§ WHAT IS BEING ASKED
Repeat precisely the span of lines below that opens with the line containing "Category: stadium crowd" and closes with the line containing "Category: folded textile", both included.

Saved entries
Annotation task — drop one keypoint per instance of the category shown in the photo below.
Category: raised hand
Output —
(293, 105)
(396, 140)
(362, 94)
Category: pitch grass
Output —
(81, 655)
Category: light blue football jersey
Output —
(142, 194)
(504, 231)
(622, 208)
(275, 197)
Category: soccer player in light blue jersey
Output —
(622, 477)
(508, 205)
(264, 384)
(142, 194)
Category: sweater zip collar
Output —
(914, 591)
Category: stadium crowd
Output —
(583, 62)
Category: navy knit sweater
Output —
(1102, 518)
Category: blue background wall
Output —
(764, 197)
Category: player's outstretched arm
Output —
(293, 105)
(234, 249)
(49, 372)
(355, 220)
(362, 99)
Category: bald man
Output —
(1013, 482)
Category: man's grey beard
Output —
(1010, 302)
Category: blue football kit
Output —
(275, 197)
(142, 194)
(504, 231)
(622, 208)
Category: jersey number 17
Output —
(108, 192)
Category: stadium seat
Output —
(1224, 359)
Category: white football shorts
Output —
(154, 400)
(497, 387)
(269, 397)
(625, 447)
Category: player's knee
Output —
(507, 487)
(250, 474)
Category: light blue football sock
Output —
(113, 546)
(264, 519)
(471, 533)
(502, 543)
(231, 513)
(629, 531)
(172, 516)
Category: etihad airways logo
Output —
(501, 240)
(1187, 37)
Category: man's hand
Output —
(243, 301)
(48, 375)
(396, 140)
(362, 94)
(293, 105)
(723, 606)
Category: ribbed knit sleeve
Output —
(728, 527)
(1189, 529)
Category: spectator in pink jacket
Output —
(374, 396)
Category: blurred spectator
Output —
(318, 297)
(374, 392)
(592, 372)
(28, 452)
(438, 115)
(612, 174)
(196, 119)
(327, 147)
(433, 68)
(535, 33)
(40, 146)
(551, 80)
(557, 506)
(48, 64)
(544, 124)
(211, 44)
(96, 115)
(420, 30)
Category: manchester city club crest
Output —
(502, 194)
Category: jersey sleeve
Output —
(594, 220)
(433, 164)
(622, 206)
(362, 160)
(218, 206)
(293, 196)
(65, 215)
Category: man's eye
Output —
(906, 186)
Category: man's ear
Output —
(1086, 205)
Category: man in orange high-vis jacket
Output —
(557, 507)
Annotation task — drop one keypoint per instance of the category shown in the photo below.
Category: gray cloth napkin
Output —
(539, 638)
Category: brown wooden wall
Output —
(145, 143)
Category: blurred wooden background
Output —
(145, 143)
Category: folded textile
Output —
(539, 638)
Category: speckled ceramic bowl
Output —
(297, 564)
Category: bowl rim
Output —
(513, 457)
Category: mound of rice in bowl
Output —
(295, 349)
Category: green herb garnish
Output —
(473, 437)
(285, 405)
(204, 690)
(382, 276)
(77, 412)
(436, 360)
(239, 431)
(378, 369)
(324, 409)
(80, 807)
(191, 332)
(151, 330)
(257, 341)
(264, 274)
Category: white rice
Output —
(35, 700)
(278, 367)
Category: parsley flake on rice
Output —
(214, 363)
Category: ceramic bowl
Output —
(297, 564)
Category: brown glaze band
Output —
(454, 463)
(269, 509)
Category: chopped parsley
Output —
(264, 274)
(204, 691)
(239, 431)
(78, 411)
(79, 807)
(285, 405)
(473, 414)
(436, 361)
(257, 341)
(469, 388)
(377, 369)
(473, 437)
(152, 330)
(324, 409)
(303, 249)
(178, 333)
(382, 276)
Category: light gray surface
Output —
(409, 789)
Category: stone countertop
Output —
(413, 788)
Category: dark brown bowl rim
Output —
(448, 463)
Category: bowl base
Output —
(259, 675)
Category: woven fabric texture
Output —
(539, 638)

§ RESULT
Category: stadium crowd
Output —
(583, 62)
Category: navy knit sweater
Output —
(1102, 518)
Category: blue background wall
Output —
(764, 197)
Category: player's outstretched arm
Output —
(293, 105)
(234, 249)
(49, 372)
(355, 220)
(362, 99)
Category: bald man
Output —
(1013, 482)
Category: man's grey beard
Output —
(1010, 302)
Category: blue football kit
Output —
(275, 197)
(142, 194)
(504, 231)
(622, 208)
Category: jersey number 17
Output —
(108, 192)
Category: stadium seat
Output —
(1224, 359)
Category: white football shorts
Output —
(154, 400)
(497, 387)
(269, 397)
(625, 447)
Category: player's knee
Output —
(507, 487)
(250, 474)
Category: light blue football sock
Output —
(113, 546)
(264, 519)
(471, 533)
(502, 543)
(231, 513)
(629, 531)
(172, 516)
Category: etihad airways logo
Output —
(501, 240)
(1187, 37)
Category: man's hand
Output —
(243, 301)
(48, 375)
(396, 140)
(362, 94)
(293, 105)
(723, 606)
Category: ribbed knit sleeve
Output —
(728, 527)
(1189, 529)
Category: spectator in pink jacket
Output —
(374, 396)
Category: blurred spectator
Output —
(318, 297)
(374, 392)
(592, 372)
(28, 452)
(438, 115)
(612, 174)
(196, 119)
(327, 147)
(433, 68)
(535, 33)
(40, 146)
(551, 80)
(557, 506)
(48, 64)
(544, 124)
(211, 44)
(96, 115)
(420, 30)
Category: manchester city club crest
Output —
(502, 194)
Category: jersey sleeve
Output —
(594, 220)
(433, 164)
(622, 206)
(362, 160)
(218, 206)
(293, 196)
(65, 215)
Category: man's eye
Output —
(906, 186)
Category: man's ear
Output —
(1086, 205)
Category: man in orange high-vis jacket
Output —
(557, 507)
Annotation task — drop one keypoint per instance of the category shown in the photo below.
Category: gray cloth napkin
Output —
(539, 638)
Category: brown wooden wall
Output —
(145, 143)
Category: blurred wooden background
Output —
(145, 143)
Category: folded textile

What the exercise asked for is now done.